ABOUT THIS EXERCISE: Check every line below for the string "vertical". Copy the ones that have it.

Recorded data:
★ ★ ★ ★ ★

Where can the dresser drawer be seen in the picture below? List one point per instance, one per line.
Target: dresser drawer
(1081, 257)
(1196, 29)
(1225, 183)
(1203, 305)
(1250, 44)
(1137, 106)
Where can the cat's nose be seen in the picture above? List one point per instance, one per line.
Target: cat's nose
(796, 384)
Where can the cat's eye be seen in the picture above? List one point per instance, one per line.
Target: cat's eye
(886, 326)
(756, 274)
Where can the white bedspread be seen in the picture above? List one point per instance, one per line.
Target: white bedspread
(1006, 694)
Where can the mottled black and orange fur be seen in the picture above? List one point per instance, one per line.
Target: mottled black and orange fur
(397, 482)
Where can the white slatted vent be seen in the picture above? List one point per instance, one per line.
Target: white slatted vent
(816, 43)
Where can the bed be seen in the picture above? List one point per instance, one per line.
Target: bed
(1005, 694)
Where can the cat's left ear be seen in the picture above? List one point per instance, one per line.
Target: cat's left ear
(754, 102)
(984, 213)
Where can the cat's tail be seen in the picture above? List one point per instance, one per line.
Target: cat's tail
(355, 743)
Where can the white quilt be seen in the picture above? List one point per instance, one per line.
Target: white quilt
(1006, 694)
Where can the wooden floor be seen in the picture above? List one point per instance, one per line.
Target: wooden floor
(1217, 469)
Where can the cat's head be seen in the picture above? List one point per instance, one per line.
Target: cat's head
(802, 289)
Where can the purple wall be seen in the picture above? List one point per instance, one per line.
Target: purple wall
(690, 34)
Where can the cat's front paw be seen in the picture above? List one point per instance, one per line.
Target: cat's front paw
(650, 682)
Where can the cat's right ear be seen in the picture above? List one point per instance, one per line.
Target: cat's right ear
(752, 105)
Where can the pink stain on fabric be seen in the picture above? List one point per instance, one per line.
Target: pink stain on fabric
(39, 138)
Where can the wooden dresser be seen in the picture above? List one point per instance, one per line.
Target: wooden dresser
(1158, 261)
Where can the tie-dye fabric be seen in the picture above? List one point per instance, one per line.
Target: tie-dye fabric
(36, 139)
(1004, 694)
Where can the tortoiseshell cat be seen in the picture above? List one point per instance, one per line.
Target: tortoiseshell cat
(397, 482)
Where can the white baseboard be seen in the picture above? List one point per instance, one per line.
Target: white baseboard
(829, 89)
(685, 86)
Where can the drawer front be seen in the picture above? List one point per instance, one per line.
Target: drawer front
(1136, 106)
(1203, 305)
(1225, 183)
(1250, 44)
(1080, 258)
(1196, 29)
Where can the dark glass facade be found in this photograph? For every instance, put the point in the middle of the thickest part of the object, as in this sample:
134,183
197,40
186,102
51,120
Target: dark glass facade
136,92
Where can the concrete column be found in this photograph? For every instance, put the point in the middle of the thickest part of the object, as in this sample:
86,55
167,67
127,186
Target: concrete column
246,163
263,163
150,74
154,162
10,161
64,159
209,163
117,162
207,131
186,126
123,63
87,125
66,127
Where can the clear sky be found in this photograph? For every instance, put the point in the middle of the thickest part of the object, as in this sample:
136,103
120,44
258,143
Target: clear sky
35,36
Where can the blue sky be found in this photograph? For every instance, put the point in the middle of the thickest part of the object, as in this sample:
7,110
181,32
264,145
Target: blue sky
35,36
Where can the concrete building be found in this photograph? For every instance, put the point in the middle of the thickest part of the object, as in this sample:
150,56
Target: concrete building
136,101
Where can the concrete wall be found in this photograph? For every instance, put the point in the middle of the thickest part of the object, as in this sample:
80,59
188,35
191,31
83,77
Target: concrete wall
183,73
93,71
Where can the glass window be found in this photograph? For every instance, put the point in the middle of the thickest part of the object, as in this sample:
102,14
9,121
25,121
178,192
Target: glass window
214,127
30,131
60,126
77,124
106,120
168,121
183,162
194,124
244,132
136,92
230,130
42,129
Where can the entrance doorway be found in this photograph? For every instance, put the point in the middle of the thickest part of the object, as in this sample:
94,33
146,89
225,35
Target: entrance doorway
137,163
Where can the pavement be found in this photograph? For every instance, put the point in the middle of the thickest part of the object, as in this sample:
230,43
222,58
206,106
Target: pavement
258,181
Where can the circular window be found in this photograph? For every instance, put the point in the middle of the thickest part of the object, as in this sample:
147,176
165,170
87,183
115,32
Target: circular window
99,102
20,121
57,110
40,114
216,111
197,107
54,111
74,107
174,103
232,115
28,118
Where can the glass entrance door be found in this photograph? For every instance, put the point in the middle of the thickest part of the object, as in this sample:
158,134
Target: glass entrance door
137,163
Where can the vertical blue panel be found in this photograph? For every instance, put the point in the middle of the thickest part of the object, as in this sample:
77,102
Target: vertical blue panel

★ ★ ★ ★ ★

REPLY TO THE TASK:
Where can the vertical blue panel be found in this photograph? For every instance, put the point in the middle of the thickest part of the object, as in this sample:
Target: vertical blue panel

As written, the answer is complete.